> **Task statement**: Output the passage of the column redundancy text from "FIELD OF THE" up to and including "d encoding elements.", word for word.

**** Excerpt provided

FIELD OF THE INVENTION
The invention relates to a column redundance circuit configuration for a memory having a memory blocks with memory cells disposed in x lines and y columns, redundant memory cells being disposed in b lines and c columns, a column decoder, c redundant column decoders, each column decoder being assigned to a respective one of the c redundant columns of each memory block, and d encoding elements.
One such configuration is described in IEEE Journal of Solid State Circuits, Vol. 26, No. 1, January 1991, pp. 12 ff., for example.
The reduction in raster dimensions with each new memory generation increases the vulnerability to defects in the cell field. Cost-effective production therefore requires devices on the memory with which such defects can be repaired. As a rule, supplementary cells are provided, which are used instead of the defective cells by means of programmable encoding elements.
In larger-capacity memories, the memory cells are subdivided into a plurality of blocks. Due to the matrix-like configuration of the memory cells, the supplementary cells must also be disposed in rows and columns. Such redundant lines are generally formed at the edge of the cell fields. They are each selected by a programmable element in connection with the addresses being applied.

********
**** Extracted records

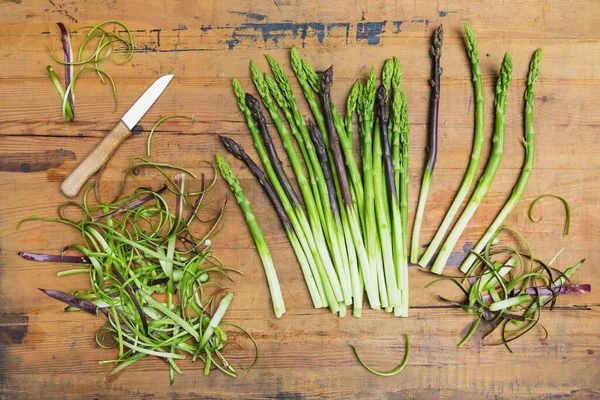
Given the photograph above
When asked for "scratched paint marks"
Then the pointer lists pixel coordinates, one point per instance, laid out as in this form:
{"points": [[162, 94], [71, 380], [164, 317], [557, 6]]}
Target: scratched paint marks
{"points": [[370, 31], [35, 162], [256, 31], [249, 15]]}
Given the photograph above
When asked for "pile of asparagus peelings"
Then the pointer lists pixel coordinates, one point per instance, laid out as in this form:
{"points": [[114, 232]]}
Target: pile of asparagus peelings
{"points": [[349, 229]]}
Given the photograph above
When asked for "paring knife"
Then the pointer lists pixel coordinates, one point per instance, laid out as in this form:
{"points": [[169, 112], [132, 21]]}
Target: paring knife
{"points": [[101, 154]]}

********

> **Response to the task**:
FIELD OF THE INVENTION
The invention relates to a column redundance circuit configuration for a memory having a memory blocks with memory cells disposed in x lines and y columns, redundant memory cells being disposed in b lines and c columns, a column decoder, c redundant column decoders, each column decoder being assigned to a respective one of the c redundant columns of each memory block, and d encoding elements.